> PARTS OF THE EXERCISE:
1. Do these statements agree with the HPV vaccine text below? For each, answer yes or no and quote the words from the text that settle it. (a) The study was published in the Canadian Medical Association Journal. (b) Elementary-school-aged girls have received the HPV vaccine for less than five years. (c) According to Dr. Lévesque, earlier generations were very worried about vaccines.
2. Can you write what comes next in the HPV vaccine text below, starting after its last sentence?

The HPV vaccine, which protects against strains of a virus that can cause cervical cancer, has been given to elementary-school-aged girls for more than a decade. Many provinces have also expanded their vaccine programs to include boys.

The study, published on Monday in the Canadian Medical Association Journal, should provide parents with reassurance the vaccine is safe for their children, Dr. Lévesque said. It’s important to keep demonstrating the safety of vaccines in these types of studies because there are those who continue to stoke fears and claim that vaccines are dangerous, she said. It’s become easier to question vaccinations because this generation hasn’t seen what life without vaccines can be like, Dr. Lévesque added.

“I think the fear comes out of uncertainty,” she said. “If you ask our parents or grandparents, they had no concerns about vaccines because they [lived] the reality of the burden of those diseases. Their children died of these things.”

> DATASET RECORDS:
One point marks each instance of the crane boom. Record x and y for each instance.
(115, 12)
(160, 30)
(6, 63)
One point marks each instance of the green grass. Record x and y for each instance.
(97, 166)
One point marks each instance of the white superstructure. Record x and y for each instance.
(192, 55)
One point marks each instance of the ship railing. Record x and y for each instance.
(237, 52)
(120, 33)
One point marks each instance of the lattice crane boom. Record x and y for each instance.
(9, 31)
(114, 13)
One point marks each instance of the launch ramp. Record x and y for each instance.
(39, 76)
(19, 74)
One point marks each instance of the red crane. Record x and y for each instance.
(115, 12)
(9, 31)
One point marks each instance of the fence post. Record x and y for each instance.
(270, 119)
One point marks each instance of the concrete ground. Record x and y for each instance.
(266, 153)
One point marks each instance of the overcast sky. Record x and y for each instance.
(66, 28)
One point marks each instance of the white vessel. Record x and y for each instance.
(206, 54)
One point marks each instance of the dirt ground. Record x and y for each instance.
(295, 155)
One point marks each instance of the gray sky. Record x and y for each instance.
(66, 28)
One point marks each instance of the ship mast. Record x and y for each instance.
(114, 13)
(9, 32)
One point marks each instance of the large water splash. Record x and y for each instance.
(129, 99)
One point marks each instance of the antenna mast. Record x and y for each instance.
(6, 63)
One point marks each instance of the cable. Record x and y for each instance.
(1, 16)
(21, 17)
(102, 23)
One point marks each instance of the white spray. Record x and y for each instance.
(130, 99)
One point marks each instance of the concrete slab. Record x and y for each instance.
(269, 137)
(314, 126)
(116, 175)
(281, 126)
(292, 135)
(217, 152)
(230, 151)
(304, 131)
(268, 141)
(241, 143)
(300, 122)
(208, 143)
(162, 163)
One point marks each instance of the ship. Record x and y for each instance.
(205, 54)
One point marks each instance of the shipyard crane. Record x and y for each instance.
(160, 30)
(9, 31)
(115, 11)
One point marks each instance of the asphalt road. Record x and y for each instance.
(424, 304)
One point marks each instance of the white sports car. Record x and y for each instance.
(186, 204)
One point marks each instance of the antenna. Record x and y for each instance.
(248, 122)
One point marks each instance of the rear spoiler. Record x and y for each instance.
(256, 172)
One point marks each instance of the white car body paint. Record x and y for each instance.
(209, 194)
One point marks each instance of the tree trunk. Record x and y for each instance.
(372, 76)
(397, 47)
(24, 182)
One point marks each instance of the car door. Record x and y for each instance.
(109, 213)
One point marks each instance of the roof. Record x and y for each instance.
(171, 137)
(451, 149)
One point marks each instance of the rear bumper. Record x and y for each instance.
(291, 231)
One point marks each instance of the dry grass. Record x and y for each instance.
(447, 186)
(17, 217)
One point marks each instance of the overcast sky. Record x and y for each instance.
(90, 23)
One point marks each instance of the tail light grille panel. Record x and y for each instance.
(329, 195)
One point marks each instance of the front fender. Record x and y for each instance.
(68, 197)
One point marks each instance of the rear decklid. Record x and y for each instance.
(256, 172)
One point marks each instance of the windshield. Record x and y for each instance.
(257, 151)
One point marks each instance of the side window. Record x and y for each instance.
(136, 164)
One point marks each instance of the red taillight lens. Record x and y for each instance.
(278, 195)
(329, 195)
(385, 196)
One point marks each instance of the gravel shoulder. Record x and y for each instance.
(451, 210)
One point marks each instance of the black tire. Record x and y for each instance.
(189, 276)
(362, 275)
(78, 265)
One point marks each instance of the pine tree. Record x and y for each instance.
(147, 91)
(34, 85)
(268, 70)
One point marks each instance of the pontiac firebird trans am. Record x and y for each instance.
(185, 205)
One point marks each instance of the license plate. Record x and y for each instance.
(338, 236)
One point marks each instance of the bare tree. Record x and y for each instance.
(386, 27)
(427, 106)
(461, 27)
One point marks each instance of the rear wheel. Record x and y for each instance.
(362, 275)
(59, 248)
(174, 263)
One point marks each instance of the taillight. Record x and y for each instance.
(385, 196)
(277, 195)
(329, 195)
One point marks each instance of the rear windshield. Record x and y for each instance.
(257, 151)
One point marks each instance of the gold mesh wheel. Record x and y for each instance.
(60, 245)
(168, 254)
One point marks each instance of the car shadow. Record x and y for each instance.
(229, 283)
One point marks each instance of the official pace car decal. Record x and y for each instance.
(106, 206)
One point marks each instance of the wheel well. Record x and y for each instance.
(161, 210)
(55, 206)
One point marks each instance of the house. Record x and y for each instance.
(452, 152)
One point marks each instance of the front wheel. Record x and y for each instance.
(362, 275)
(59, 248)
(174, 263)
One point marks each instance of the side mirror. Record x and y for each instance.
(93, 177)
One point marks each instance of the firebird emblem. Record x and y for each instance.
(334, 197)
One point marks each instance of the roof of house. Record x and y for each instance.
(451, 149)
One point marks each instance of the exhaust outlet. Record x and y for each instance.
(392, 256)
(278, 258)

> EXPECTED RESULTS:
1.
(a) Yes: "published on Monday in the Canadian Medical Association Journal"
(b) No: "for more than a decade"
(c) No: "they had no concerns about vaccines"

2.
Parents were “concerned about the safety of the HPV vaccine,” said Erin Liu, a lead author who started the research while doing her master’s in epidemiology at Queen’s University and is now a PhD candidate at McGill University. “This is why we need rigorous scientific studies, to answer those important research questions.”

The study, which used Ontario health data provided by the Institute for Clinical Evaluative Sciences, found the overall incidence of autoimmune disorders among vaccinated girls to be very low. The most commonly diagnosed autoimmune condition in the group was rheumatoid arthritis, followed by immune thrombocytopenia purpura, which is a bleeding disorder, and Bell’s palsy, which can cause facial paralysis. Of the 681 vaccinated girls who were later diagnosed with an autoimmune disorder, just more than 11 per cent were diagnosed within seven to 60 days after vaccination.

The study focused on the quadrivalent HPV vaccine, known as Gardasil and sold by Merck, as it has been available the longest. But there’s no reason to believe other versions of the vaccine have a different risk level, Dr. Lévesque said.

The research was funded by grants from the Ontario Health Ministry’s drug-innovation fund and the Canadian Institutes of Health Research.